(Exercise data Opens)

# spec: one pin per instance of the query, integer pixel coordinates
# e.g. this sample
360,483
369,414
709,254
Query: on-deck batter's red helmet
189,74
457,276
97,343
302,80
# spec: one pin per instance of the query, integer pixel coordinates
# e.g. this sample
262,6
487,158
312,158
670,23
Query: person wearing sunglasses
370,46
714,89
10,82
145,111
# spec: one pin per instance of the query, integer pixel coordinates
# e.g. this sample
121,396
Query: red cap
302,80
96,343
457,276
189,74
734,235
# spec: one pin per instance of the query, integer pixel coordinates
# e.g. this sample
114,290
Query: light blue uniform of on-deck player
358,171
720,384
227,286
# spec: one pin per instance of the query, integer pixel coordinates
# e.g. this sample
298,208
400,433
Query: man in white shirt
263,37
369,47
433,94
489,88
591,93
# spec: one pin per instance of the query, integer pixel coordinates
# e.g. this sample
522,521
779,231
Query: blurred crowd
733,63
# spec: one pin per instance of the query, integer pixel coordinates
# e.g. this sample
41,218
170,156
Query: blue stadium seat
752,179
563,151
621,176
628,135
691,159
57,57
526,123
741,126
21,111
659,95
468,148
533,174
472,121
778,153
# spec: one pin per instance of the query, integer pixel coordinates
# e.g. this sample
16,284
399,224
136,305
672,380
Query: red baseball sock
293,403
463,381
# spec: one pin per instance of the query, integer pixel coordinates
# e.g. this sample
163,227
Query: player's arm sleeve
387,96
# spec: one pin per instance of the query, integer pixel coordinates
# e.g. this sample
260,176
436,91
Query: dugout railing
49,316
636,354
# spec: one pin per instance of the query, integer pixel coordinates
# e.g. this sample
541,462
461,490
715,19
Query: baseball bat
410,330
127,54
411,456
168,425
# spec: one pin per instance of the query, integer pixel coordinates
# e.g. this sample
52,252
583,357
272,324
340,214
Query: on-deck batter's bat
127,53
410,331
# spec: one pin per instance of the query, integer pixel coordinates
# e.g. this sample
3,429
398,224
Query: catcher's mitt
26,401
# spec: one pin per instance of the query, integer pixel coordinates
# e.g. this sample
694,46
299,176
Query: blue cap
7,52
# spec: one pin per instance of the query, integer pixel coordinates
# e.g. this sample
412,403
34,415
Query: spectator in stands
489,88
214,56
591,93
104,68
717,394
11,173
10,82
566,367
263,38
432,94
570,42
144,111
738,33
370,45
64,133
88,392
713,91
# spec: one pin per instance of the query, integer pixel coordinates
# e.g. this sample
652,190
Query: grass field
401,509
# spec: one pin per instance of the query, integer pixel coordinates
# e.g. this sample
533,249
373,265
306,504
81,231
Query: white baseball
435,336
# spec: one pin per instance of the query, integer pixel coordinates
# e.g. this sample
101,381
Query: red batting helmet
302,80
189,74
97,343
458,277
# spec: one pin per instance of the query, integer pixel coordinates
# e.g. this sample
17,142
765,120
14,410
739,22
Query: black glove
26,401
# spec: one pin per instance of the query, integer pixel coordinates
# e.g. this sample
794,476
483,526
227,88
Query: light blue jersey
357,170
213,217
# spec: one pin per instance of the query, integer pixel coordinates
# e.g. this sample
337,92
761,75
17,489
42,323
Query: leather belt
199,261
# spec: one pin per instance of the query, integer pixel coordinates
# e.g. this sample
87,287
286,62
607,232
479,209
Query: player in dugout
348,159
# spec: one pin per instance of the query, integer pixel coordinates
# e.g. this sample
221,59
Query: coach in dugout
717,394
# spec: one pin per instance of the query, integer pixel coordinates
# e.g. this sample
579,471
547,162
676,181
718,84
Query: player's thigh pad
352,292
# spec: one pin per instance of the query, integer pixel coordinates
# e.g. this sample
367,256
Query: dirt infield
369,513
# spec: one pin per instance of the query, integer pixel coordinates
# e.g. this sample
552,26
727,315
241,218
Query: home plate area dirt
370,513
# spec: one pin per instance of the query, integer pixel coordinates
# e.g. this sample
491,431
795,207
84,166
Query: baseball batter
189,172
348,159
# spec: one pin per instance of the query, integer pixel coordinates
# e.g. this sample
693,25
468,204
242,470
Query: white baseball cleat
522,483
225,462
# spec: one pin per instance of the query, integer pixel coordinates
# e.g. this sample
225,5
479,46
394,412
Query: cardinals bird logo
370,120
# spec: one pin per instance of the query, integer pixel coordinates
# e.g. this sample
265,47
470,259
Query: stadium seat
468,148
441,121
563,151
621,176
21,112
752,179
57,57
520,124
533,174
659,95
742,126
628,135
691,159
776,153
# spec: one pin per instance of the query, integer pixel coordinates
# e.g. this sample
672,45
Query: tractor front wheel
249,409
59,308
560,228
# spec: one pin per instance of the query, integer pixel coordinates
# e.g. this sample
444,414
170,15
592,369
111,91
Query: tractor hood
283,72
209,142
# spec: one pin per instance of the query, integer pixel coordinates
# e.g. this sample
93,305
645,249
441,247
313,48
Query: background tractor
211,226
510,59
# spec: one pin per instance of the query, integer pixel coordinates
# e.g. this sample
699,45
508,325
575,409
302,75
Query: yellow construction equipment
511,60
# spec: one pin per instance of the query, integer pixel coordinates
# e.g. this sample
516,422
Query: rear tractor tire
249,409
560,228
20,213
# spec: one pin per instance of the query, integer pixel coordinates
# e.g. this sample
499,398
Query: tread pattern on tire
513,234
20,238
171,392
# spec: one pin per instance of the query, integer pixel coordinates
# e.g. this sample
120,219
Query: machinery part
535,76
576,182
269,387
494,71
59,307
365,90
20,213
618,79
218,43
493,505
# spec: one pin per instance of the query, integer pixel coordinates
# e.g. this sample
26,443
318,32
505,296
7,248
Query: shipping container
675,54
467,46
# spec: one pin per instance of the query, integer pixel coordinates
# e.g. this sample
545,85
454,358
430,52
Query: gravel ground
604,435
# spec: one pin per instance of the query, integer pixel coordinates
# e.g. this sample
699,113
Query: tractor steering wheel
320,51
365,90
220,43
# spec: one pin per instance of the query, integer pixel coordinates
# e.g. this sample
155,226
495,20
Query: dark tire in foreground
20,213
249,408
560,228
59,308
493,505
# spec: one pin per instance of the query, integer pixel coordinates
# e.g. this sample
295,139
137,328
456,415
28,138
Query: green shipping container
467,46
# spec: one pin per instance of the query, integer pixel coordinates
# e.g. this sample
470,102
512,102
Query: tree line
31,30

(Exercise data Closes)

(Goal of the exercise) The entries above should be repeated exactly, every one of them.

(Solution for this exercise)
# spec: one pin per instance of the query, integer pixel coordinates
# e.g. this sample
360,483
369,414
709,254
Query: on-deck batter's red helmet
189,74
457,276
97,343
302,80
# spec: one pin per instance of the query, integer pixel coordinates
# e.g. this sample
262,6
487,158
312,158
670,23
Query: person wearing sunglasses
370,46
714,89
10,82
145,111
# spec: one pin per instance of the query, integer pixel coordinates
# e.g. this sample
121,396
Query: red cap
302,80
96,343
457,276
189,74
734,235
# spec: one pin per instance of the query, integer pixel coordinates
# e.g. this sample
114,290
Query: light blue uniform of on-deck player
358,171
720,384
227,286
# spec: one pin per instance of the query, integer pixel coordinates
# e.g. this sample
298,208
400,433
Query: man in white shirt
263,37
369,47
433,94
489,88
591,93
# spec: one pin per instance of the query, integer pixel coordinates
# e.g. this sample
522,521
779,231
Query: blurred crowd
733,63
# spec: one pin per instance of the query, integer pixel coordinates
# e.g. this sample
41,218
170,156
Query: blue stadium seat
752,179
563,151
621,176
628,135
691,159
57,57
526,123
741,126
21,111
659,95
468,148
533,174
472,121
778,153
# spec: one pin per instance of the query, integer pixel coordinates
# e.g. this sample
16,284
399,224
136,305
672,380
Query: red baseball sock
293,403
463,381
# spec: one pin per instance of the query, integer pixel coordinates
# e.g. this sample
163,227
Query: player's arm sleeve
387,96
# spec: one pin per instance of the query, integer pixel coordinates
# e.g. this sample
260,176
436,91
Query: dugout railing
49,316
636,354
# spec: one pin per instance of the query, integer pixel coordinates
# e.g. this sample
541,462
461,490
715,19
Query: baseball bat
410,330
127,54
411,456
168,425
# spec: one pin per instance of the query, integer pixel coordinates
# e.g. this sample
52,252
583,357
272,324
340,214
Query: on-deck batter's bat
127,53
410,331
# spec: one pin per instance of the query, integer pixel coordinates
# e.g. this sample
3,429
398,224
Query: catcher's mitt
26,401
# spec: one pin per instance of the query, integer pixel coordinates
# e.g. this sample
694,46
299,176
Query: blue cap
7,52
# spec: one pin per instance of the query, integer pixel coordinates
# e.g. this sample
412,403
34,415
Query: spectator in stands
489,88
214,56
591,93
104,68
717,394
11,173
10,82
566,367
263,38
432,94
570,42
144,111
738,33
370,45
64,133
88,392
713,91
# spec: one pin per instance of the query, integer pixel coordinates
# e.g. this sample
652,190
Query: grass field
401,509
# spec: one pin per instance of the query, integer pixel coordinates
# e.g. this sample
533,249
373,265
306,504
81,231
Query: white baseball
435,336
# spec: one pin per instance of the query, integer pixel coordinates
# e.g. this sample
101,381
Query: red batting helmet
302,80
189,74
97,343
458,277
# spec: one pin per instance of the query, integer pixel coordinates
# e.g. this sample
17,142
765,120
14,410
739,22
Query: black glove
26,401
# spec: one pin per instance of the query, integer pixel coordinates
# e.g. this sample
794,476
483,526
227,88
Query: light blue jersey
357,170
213,217
# spec: one pin per instance of the query, integer pixel coordinates
# e.g. this sample
337,92
761,75
17,489
42,323
Query: leather belt
199,261
# spec: one pin per instance of the query, integer pixel coordinates
# e.g. this sample
87,287
286,62
607,232
479,209
Query: player in dugout
348,159
# spec: one pin per instance of the query, integer pixel coordinates
# e.g. this sample
221,59
Query: coach in dugout
717,394
# spec: one pin per instance of the query, integer pixel coordinates
# e.g. this sample
579,471
547,162
676,181
718,84
Query: player's thigh pad
352,292
# spec: one pin per instance of the query, integer pixel coordinates
# e.g. this sample
367,256
Query: dirt infield
369,513
# spec: one pin per instance of the query, integer pixel coordinates
# e.g. this sample
552,26
727,315
241,218
Query: home plate area dirt
370,513
# spec: one pin per instance of the query, integer pixel coordinates
# e.g. this sample
491,431
795,207
84,166
Query: baseball batter
189,172
348,159
# spec: one pin per instance of the query, integer pixel coordinates
# e.g. this sample
693,25
468,204
242,470
Query: white baseball cleat
522,483
225,462
# spec: one pin per instance of the query, integer pixel coordinates
# e.g. this sample
225,5
479,46
394,412
Query: cardinals bird logo
370,120
# spec: one pin per instance of the query, integer pixel coordinates
# e.g. this sample
265,47
470,259
Query: stadium seat
468,148
441,121
563,151
621,176
21,112
752,179
57,57
520,124
533,174
659,95
742,126
628,135
691,159
776,153
# spec: one pin per instance of the query, integer pixel coordinates
# e.g. this sample
672,45
Query: tractor front wheel
249,409
59,308
560,228
# spec: one pin per instance of the query, integer pixel coordinates
# e.g. this sample
444,414
170,15
592,369
111,91
Query: tractor hood
283,72
209,142
# spec: one pin per instance of the query, integer pixel coordinates
# e.g. this sample
93,305
645,249
441,247
313,48
Query: background tractor
211,226
510,59
# spec: one pin per instance of the query, integer pixel coordinates
# e.g. this sample
699,45
508,325
575,409
302,75
Query: yellow construction equipment
511,60
# spec: one pin per instance of the query, integer pixel coordinates
# e.g. this sample
516,422
Query: rear tractor tire
249,409
560,228
20,213
# spec: one pin per instance of the query, integer pixel coordinates
# e.g. this sample
499,398
Query: tread pattern on tire
513,234
20,238
171,392
# spec: one pin per instance of the query, integer pixel coordinates
# e.g. this sample
120,219
Query: machinery part
535,76
576,182
269,387
494,71
59,307
365,90
20,213
618,79
218,43
493,505
# spec: one pin per instance of the query, integer pixel coordinates
# e.g. this sample
26,443
318,32
505,296
7,248
Query: shipping container
675,54
467,46
# spec: one pin per instance of the query, integer pixel coordinates
# e.g. this sample
545,85
454,358
430,52
Query: gravel ground
604,435
# spec: one pin per instance of the query, integer pixel coordinates
# e.g. this sample
699,113
Query: tractor steering wheel
320,51
365,90
220,43
# spec: one pin per instance of the query, integer pixel coordinates
# e.g. this sample
155,226
495,20
Query: dark tire in foreground
20,213
249,408
560,228
59,308
493,505
# spec: one pin per instance of the query, integer pixel coordinates
# e.g. this sample
295,139
137,328
456,415
28,138
Query: green shipping container
467,46
# spec: one pin per instance of the query, integer pixel coordinates
# e.g. this sample
470,102
512,102
Query: tree line
31,30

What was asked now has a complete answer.